--- INPUT ---

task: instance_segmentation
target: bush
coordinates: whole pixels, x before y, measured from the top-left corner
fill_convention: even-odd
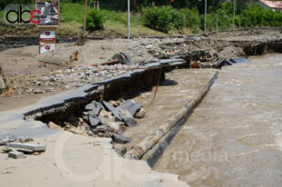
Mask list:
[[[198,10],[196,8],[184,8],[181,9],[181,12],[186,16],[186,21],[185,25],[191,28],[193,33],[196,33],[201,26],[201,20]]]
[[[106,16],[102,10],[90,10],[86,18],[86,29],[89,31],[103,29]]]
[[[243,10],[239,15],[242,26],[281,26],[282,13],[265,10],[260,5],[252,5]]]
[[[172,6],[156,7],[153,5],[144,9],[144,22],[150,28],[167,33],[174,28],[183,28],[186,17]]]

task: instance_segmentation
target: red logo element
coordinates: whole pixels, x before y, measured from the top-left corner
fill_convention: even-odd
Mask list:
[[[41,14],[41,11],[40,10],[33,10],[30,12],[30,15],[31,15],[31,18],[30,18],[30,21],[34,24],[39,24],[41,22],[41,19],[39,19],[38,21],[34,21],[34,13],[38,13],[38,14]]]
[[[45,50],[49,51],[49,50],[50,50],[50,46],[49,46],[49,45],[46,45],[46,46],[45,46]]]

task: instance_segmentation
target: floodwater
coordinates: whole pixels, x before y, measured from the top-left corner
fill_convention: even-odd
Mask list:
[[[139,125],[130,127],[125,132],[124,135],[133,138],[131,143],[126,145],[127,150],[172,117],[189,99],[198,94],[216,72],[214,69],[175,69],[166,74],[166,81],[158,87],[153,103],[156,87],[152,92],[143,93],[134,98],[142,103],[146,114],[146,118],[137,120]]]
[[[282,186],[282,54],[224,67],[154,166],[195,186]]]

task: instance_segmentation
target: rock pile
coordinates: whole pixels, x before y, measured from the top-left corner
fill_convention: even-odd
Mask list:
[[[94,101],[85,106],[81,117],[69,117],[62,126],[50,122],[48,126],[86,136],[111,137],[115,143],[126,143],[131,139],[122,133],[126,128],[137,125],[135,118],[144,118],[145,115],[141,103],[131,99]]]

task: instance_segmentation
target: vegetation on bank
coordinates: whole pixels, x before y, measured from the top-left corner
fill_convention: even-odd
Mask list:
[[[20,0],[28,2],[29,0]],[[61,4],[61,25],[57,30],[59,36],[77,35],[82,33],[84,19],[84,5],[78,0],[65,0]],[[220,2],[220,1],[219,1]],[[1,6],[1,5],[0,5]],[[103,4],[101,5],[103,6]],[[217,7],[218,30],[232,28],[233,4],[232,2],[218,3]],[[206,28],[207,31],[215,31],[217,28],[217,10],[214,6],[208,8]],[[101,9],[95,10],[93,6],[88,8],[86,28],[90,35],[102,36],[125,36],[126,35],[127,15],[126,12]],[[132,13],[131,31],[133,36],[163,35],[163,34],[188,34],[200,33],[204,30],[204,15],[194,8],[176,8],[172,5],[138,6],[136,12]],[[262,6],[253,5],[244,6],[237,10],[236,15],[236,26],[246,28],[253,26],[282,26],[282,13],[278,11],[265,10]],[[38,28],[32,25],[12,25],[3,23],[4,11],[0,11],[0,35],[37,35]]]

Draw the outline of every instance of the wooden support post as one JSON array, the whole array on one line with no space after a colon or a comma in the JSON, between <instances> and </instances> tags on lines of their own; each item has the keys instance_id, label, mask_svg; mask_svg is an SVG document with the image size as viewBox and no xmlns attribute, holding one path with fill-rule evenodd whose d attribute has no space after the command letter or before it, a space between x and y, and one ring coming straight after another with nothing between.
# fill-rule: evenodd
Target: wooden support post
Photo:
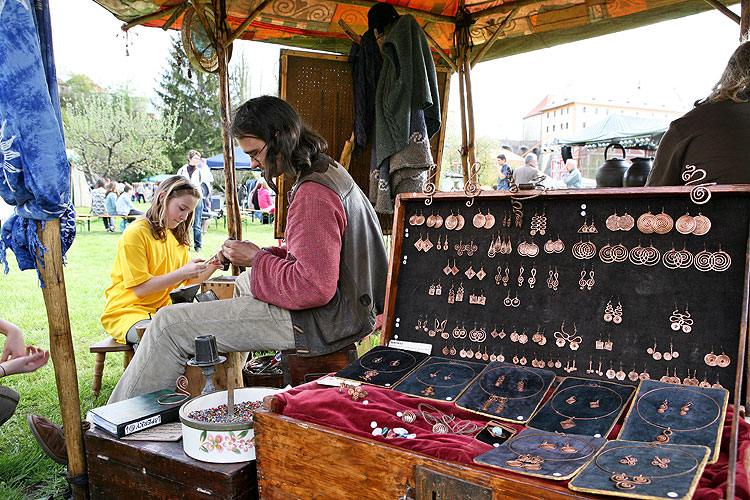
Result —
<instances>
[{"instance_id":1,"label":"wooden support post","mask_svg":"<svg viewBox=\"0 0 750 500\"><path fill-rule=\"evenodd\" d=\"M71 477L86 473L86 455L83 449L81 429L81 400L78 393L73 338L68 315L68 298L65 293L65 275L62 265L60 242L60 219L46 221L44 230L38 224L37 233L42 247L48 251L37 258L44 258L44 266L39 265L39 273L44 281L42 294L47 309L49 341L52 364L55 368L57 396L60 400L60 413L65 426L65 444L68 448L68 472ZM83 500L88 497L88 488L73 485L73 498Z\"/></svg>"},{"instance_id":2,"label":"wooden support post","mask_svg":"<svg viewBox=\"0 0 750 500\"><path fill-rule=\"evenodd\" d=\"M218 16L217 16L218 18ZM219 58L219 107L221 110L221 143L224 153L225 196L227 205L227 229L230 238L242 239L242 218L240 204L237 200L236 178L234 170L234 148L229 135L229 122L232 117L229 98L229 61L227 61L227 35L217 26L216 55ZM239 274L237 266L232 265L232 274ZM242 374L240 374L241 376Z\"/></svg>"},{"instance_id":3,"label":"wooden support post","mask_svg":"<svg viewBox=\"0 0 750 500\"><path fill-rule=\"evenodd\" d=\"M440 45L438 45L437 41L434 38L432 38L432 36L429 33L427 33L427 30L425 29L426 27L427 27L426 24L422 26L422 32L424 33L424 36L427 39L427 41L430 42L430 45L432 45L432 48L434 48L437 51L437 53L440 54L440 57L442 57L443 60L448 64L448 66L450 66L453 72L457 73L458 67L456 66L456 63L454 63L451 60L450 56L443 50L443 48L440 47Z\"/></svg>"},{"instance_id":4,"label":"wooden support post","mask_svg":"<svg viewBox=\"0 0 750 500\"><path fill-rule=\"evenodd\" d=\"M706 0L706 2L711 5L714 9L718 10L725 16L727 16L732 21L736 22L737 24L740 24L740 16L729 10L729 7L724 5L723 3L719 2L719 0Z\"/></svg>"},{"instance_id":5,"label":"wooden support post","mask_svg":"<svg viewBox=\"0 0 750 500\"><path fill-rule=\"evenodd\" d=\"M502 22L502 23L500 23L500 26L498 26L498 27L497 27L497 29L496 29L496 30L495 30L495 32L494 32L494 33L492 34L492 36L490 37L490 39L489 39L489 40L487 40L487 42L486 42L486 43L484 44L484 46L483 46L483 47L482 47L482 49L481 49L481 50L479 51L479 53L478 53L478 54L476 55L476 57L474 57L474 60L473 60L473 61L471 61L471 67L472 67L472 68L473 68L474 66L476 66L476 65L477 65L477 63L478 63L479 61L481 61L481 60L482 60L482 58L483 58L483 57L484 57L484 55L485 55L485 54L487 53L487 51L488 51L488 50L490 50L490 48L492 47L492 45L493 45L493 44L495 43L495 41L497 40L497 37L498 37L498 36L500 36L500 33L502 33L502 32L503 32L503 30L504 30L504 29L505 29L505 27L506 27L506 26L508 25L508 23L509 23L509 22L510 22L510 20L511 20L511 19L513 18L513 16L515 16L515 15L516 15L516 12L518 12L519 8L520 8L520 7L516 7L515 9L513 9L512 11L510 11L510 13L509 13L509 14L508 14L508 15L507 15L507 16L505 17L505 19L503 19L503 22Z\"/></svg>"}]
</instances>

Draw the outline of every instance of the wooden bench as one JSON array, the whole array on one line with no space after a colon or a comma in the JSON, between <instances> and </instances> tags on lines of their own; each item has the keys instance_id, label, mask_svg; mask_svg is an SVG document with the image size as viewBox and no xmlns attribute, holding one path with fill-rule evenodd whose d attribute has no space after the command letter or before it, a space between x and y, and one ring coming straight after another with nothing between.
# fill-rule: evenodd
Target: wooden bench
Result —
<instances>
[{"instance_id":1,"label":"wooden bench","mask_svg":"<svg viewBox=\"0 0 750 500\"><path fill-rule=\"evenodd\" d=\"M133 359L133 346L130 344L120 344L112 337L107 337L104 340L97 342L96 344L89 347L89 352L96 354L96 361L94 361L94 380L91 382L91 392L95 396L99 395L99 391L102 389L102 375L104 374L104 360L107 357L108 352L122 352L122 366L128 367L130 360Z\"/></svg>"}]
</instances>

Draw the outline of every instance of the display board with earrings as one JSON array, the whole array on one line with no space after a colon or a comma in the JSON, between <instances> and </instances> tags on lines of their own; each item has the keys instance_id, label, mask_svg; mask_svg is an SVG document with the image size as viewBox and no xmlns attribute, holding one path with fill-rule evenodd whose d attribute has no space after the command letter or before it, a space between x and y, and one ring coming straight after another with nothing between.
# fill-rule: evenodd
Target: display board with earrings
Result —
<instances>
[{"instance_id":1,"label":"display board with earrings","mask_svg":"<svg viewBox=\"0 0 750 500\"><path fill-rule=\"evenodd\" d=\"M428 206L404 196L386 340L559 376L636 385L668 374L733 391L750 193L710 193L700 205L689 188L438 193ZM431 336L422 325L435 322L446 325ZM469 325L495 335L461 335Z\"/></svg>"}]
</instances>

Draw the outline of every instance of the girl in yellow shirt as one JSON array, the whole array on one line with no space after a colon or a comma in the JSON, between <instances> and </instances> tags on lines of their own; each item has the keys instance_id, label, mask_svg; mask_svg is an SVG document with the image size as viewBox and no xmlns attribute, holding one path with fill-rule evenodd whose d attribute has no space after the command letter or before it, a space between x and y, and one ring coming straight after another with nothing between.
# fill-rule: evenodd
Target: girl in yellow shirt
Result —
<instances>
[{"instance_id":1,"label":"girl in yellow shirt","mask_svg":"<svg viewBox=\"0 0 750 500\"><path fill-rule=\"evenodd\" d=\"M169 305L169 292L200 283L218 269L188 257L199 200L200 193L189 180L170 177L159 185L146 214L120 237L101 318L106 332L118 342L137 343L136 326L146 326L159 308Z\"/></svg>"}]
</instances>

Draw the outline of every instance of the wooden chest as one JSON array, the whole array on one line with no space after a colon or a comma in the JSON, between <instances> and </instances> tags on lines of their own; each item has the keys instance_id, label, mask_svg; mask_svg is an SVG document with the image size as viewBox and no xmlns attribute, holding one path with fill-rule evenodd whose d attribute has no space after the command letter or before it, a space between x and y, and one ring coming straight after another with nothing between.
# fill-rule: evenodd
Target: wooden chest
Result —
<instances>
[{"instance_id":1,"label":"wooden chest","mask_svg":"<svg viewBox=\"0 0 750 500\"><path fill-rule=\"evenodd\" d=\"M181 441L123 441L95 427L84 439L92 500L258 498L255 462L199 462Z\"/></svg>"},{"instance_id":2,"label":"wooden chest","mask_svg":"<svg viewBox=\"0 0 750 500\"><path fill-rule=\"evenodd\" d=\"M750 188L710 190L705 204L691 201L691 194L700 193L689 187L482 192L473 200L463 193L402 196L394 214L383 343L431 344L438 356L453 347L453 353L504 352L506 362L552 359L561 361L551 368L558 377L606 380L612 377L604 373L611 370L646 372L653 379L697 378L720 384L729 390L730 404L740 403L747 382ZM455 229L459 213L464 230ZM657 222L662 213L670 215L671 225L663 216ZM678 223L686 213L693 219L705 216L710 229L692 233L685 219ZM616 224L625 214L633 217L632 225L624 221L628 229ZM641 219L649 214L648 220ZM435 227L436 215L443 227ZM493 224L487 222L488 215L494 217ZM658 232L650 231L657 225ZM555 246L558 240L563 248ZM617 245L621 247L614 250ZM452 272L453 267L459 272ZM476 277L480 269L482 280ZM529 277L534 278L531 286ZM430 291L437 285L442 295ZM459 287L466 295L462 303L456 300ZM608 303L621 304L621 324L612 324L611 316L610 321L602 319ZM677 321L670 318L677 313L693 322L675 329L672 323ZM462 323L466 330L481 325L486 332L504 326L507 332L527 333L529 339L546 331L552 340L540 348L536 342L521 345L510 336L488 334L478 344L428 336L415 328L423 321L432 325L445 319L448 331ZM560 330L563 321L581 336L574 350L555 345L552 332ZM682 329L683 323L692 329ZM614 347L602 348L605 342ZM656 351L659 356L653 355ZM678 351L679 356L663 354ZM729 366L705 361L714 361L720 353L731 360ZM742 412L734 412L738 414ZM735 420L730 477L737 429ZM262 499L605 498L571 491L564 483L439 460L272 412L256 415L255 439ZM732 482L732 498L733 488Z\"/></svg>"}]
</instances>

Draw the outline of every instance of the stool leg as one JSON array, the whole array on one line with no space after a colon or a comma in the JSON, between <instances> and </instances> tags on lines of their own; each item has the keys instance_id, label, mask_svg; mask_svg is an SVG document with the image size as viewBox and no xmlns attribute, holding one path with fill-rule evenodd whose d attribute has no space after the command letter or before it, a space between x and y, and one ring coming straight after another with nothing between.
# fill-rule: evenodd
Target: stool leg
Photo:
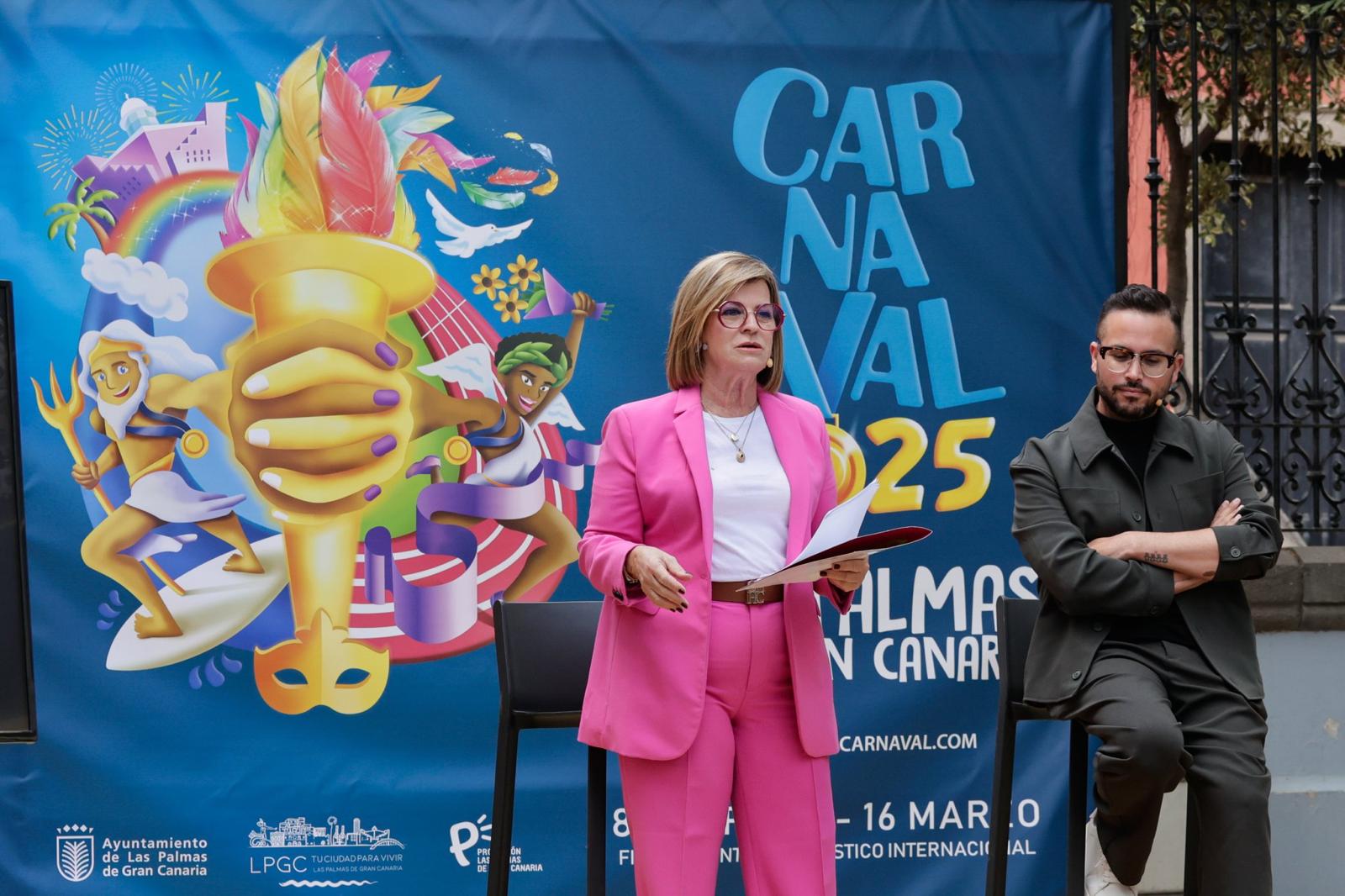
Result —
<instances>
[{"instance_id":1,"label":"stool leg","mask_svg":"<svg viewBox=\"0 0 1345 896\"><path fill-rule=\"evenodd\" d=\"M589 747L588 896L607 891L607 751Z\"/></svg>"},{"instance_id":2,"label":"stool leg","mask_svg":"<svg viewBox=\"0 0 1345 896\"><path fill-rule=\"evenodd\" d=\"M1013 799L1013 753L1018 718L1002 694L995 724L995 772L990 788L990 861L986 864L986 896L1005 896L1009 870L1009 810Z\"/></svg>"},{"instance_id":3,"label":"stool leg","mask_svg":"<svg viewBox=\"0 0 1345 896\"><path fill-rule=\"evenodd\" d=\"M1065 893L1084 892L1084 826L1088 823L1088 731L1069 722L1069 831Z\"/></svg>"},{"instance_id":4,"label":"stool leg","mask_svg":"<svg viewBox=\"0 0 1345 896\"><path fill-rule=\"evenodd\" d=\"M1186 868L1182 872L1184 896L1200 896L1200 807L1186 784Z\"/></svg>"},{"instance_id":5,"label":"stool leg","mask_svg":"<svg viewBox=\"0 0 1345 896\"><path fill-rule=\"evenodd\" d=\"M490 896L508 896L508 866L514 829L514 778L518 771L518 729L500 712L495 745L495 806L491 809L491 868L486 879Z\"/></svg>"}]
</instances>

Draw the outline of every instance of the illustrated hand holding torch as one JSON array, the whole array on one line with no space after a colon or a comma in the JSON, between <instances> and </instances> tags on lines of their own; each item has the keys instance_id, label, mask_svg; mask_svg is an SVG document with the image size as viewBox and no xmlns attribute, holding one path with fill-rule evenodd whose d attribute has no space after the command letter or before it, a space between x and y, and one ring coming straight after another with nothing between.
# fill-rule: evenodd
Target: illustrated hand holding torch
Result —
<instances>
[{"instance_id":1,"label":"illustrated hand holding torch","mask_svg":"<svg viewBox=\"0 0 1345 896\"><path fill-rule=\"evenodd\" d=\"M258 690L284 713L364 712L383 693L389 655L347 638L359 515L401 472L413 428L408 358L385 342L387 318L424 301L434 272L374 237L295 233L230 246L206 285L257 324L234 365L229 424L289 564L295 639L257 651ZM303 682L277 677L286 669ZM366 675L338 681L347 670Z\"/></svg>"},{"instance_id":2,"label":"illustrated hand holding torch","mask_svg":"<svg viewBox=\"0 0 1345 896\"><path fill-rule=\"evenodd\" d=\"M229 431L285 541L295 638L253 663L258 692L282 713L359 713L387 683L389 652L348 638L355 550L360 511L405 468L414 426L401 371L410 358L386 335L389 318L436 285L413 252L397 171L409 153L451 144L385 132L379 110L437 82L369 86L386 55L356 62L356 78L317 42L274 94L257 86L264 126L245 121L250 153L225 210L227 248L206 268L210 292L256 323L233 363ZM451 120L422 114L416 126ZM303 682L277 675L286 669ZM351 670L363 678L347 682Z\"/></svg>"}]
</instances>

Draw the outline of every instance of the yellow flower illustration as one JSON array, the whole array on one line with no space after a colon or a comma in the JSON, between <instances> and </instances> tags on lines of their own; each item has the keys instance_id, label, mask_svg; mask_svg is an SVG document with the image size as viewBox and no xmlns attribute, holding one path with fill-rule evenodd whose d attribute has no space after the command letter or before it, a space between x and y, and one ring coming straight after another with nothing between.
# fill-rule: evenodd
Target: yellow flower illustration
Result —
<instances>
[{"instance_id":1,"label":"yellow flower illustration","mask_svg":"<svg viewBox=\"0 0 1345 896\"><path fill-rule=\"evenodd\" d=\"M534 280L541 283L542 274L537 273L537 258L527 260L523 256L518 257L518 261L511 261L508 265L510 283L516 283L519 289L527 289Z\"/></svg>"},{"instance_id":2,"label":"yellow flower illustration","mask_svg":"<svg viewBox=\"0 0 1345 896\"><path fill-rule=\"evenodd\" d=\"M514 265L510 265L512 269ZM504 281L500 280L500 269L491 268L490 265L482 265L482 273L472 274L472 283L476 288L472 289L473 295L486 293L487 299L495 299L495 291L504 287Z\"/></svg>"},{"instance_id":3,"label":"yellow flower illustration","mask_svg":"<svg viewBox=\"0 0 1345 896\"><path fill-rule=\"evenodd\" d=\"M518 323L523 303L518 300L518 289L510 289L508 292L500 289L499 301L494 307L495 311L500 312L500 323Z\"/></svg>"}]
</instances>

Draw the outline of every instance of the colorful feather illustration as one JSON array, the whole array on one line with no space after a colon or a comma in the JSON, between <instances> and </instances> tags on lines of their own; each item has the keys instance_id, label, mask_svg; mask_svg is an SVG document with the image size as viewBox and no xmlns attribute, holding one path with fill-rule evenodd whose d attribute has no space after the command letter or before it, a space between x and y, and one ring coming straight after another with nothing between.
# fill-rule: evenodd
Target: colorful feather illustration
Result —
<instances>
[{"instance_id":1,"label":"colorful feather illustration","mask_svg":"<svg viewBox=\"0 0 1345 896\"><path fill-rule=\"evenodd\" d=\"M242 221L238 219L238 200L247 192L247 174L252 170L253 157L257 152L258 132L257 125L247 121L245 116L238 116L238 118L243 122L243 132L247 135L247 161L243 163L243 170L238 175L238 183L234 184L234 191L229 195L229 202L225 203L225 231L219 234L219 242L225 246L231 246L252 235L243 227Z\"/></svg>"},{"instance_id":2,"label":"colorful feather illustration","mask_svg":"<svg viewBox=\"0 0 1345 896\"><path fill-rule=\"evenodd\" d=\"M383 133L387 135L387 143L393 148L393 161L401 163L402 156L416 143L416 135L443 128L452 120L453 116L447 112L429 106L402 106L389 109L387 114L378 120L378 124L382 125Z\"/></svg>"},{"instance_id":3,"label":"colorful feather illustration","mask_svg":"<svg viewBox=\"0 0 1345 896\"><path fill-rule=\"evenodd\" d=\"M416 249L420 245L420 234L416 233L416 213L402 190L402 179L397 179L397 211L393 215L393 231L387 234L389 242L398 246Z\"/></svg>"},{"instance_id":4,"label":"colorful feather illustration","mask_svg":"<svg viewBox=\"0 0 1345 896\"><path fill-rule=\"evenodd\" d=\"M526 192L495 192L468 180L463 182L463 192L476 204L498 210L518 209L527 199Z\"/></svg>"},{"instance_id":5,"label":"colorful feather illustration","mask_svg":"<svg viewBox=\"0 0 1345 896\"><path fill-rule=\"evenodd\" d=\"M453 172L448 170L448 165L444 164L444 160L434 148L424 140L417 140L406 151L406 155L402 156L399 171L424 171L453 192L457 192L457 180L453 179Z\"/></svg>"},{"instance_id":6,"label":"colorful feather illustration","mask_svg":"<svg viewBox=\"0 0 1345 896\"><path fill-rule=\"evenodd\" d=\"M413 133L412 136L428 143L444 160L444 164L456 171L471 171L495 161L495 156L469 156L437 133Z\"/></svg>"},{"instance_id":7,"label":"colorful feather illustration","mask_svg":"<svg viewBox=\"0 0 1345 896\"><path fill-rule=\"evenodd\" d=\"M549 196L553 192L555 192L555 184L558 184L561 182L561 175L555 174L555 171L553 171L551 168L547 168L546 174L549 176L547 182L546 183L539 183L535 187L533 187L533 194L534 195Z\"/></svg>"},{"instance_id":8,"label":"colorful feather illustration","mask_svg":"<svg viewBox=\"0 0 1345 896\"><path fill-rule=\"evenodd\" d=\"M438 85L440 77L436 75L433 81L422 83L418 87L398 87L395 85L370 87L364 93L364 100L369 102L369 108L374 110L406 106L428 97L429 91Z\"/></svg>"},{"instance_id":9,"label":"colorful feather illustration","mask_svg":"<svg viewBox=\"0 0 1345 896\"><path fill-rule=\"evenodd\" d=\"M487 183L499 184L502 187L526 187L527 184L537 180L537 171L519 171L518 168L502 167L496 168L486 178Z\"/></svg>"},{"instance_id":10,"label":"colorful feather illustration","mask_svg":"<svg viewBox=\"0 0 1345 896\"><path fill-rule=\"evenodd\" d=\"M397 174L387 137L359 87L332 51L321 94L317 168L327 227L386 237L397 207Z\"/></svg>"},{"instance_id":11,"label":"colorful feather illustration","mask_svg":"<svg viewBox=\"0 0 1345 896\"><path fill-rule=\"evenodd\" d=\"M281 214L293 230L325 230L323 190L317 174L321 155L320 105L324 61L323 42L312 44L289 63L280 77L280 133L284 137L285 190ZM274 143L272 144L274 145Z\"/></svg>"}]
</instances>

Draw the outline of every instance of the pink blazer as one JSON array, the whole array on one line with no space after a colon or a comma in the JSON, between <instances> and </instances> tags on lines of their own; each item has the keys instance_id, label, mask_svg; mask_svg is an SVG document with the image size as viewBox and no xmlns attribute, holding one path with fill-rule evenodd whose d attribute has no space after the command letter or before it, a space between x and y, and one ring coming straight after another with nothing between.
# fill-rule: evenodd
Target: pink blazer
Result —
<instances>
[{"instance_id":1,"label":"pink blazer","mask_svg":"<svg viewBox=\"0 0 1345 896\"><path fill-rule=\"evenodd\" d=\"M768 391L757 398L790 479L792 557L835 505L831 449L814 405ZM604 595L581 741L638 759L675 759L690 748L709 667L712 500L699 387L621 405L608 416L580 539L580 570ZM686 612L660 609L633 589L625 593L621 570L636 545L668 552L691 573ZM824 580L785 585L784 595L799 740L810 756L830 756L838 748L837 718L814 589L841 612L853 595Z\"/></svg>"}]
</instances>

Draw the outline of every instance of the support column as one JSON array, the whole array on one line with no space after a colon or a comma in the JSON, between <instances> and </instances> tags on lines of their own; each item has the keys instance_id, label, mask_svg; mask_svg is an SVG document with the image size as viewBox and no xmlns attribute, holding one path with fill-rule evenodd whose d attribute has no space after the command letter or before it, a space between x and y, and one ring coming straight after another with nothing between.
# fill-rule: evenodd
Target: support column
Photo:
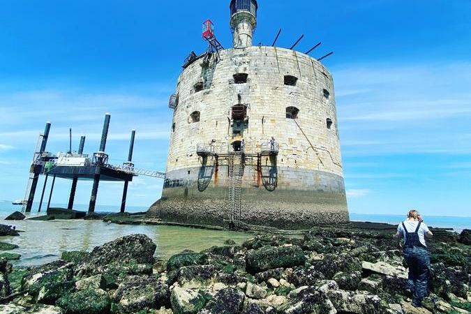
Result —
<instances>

---

_AIM_: Rescale the records from their start through the line that contains "[[[282,186],[282,54],[224,67],[154,166],[195,186]]]", both ends included. Give every line again with the requests unchanged, multiply each polygon coordinate in the answers by 0.25 and round to whole numbers (halves up), and leave the pictures out.

_TASK OUTPUT_:
task: instance_segmentation
target: bush
coordinates: whole pixels, x before y, measured from the top-left corner
fill_convention: even-odd
Mask list:
[[[50,3],[49,2],[46,2],[45,2],[45,3],[47,4],[47,5],[46,6],[48,7],[48,8],[49,8],[50,7],[50,5]]]
[[[27,4],[26,3],[23,3],[22,5],[22,7],[22,8],[26,7]]]
[[[61,3],[60,4],[61,7],[70,7],[71,3],[66,3],[65,1],[63,1]]]
[[[43,2],[39,2],[38,1],[36,2],[36,6],[38,7],[42,8],[44,7],[46,7],[47,4]]]

task: instance_segmentation
target: red logo element
coordinates: whole pixels, x before y, measured from the top-left corner
fill_convention: even-odd
Mask list:
[[[10,4],[10,3],[10,3],[8,3],[8,3],[8,4],[8,4],[8,5],[8,5],[8,5],[9,6],[10,6],[10,6],[10,5],[10,5],[10,5],[9,5],[9,3],[10,3],[10,4]]]
[[[11,13],[12,13],[12,13],[13,13],[13,12],[12,12],[12,11],[12,11],[12,12],[11,12]]]

task: instance_segmentation
target: floodwater
coordinates: whole pixels, x before y, measured from the top-left corner
fill_convention: even-odd
Mask list:
[[[35,31],[33,32],[31,33],[31,34],[33,35],[33,36],[32,36],[32,38],[43,29],[47,25],[50,24],[54,18],[54,17],[44,17],[42,19],[42,20],[40,22],[38,26],[39,22],[38,23],[36,23],[34,25],[36,26],[37,29],[37,30],[34,30]]]
[[[71,47],[71,14],[56,17],[39,42],[49,47]]]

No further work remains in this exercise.